* [Data records]
* * *
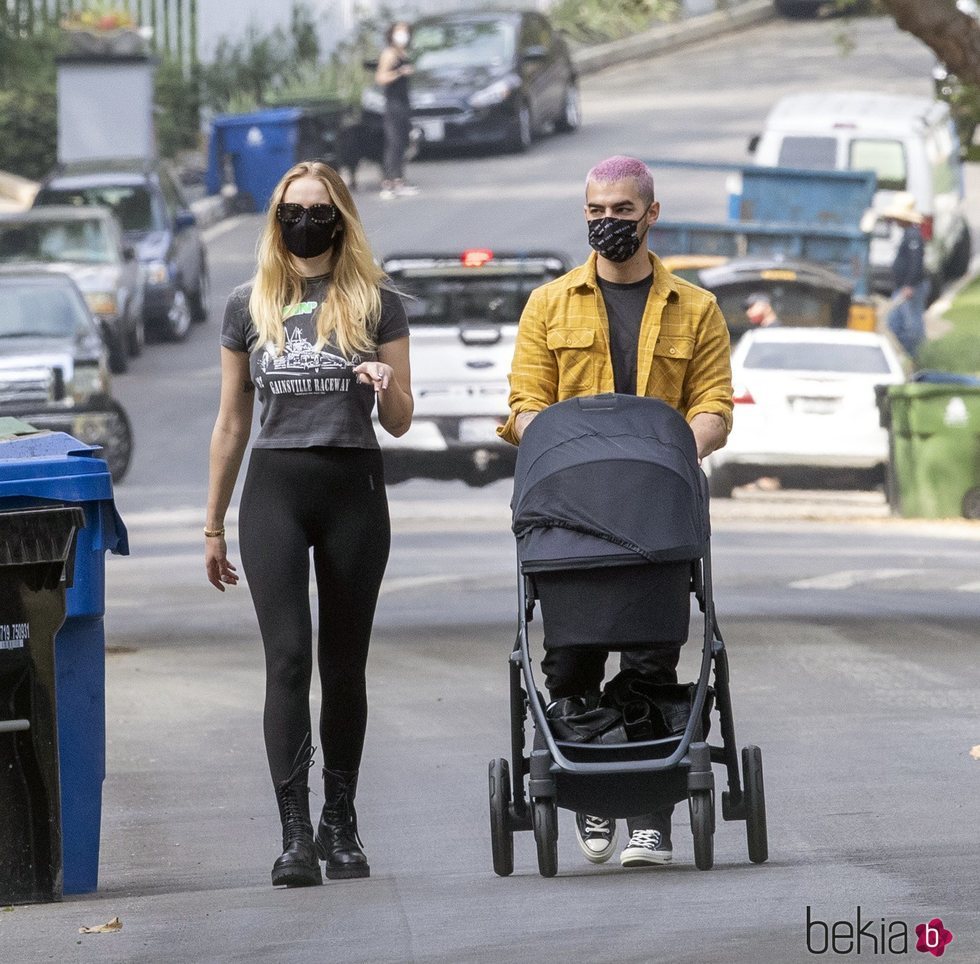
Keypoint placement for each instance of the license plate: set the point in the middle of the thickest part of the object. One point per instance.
(816, 406)
(478, 430)
(432, 130)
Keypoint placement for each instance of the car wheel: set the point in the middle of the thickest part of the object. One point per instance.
(137, 336)
(118, 344)
(178, 320)
(523, 133)
(571, 113)
(201, 299)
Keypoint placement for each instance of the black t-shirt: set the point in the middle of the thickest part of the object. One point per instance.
(625, 304)
(309, 397)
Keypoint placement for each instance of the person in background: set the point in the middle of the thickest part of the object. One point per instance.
(759, 311)
(321, 339)
(906, 317)
(621, 322)
(392, 76)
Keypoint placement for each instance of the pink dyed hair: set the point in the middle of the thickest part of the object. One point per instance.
(622, 168)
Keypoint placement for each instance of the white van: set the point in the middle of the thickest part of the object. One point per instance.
(909, 142)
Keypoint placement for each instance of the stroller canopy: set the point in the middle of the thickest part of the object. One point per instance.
(608, 480)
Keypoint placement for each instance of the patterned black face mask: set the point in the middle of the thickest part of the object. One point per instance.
(614, 238)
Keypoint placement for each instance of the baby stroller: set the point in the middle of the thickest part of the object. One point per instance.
(610, 512)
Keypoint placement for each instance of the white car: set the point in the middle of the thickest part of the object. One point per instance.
(806, 408)
(463, 311)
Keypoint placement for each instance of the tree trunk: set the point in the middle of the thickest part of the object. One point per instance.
(953, 36)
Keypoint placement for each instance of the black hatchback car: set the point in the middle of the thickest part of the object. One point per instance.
(486, 79)
(157, 222)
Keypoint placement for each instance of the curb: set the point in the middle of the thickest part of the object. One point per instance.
(674, 35)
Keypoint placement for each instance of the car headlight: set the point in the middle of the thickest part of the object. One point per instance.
(496, 93)
(88, 380)
(157, 272)
(373, 100)
(102, 302)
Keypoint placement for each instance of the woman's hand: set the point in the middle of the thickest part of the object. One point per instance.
(216, 564)
(376, 374)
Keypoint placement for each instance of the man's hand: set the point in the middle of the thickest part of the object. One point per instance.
(522, 421)
(710, 433)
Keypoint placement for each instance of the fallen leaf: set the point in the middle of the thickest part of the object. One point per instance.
(108, 928)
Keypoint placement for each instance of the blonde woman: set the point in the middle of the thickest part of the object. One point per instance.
(321, 339)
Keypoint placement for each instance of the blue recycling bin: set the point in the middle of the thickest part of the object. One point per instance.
(48, 469)
(259, 147)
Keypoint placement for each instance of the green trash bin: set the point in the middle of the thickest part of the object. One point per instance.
(935, 448)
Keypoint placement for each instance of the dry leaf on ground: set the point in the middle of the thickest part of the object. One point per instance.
(108, 928)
* * *
* [Required action] The entries above should be retyped word for word, with all pictures omitted.

* [Written answer]
Keypoint placement for each instance of the license plate: set the point in the middle of the thickest part of the object. One point per instance.
(816, 406)
(478, 430)
(432, 130)
Keypoint placement for each instance of the car wheel: set the point in the middle of the thickest part of the object. One point per instance.
(137, 336)
(118, 344)
(178, 320)
(523, 133)
(571, 113)
(201, 299)
Keypoint placement for each instance of the black t-shirt: set the point in the middle of the thickest part of the object. One point per instance.
(625, 304)
(309, 397)
Keypoint placement for each instance of the person in background: set the point in the middle of the thickest part of the object. One point per instance.
(759, 311)
(321, 339)
(906, 317)
(621, 322)
(392, 76)
Keypoint placement for each instance of the pink dyed hair: set the point in the middle of the thickest part of the object. One point per instance.
(622, 168)
Keypoint placement for each instance of the white van: set the point in the middle of the thickest part of the object. One point per instance.
(909, 142)
Keypoint placement for each instance of the stroller canopy: set the point in the middle of the thickest part of the object. One point per instance.
(608, 480)
Keypoint placement for each instance of the patterned black face mask: set the point in the middle of the thickest part of the object. One point per instance.
(614, 238)
Keypoint placement for each instance of the baby stroller: set the point in the middle of the thickest part of the object. One point per instance.
(610, 512)
Keypoint placement for each instance of the white car: set the point in the middle of the thickest part of the object. One point per instance.
(806, 408)
(463, 311)
Keypoint placement for each instance of the tree trunk: set the point in the middle of the thickest part of the object. One point per instance.
(953, 36)
Keypoint placement for each instance of the black hatchback car: set the point in the middle of the thickest part of the object. One point per instance.
(486, 79)
(157, 222)
Keypoint placement for each instance of the curb: set the point in the middle of the thickest part of the object. One point per instance.
(674, 35)
Keypoint placement for each instance of the car headlight: set the point in the middle of the thickest part of the object. One point per instance.
(496, 93)
(88, 380)
(157, 272)
(373, 100)
(102, 302)
Keypoint placement for each instance of the woman's hand: set the point in the middle of the thickest part of the object. One point per instance.
(216, 564)
(376, 374)
Keypoint placement for each instance of the man's hand: set the point in the middle of the thickest part of the object. One point per instance.
(522, 421)
(710, 433)
Keypoint placement for each instance of the fallen leaf: set the point in the middle of the thickest part of the object. One point per instance.
(108, 928)
Keypoint placement for each instance of the blonde woman: set the point in the middle of the thickest part of the object. One point per instance.
(321, 339)
Keypoint placement for each instance of the blue recycling bin: set the point in the middle of the thickest part of the object. One point per instance.
(48, 469)
(259, 147)
Keypoint placement for each instance of the green trash bin: set the point in the middle of the thickest part of the object. One point per instance.
(935, 448)
Keypoint placement for each instance of the dry leaf on ground: set the point in the middle of the thickest part of the object. One point per instance.
(108, 928)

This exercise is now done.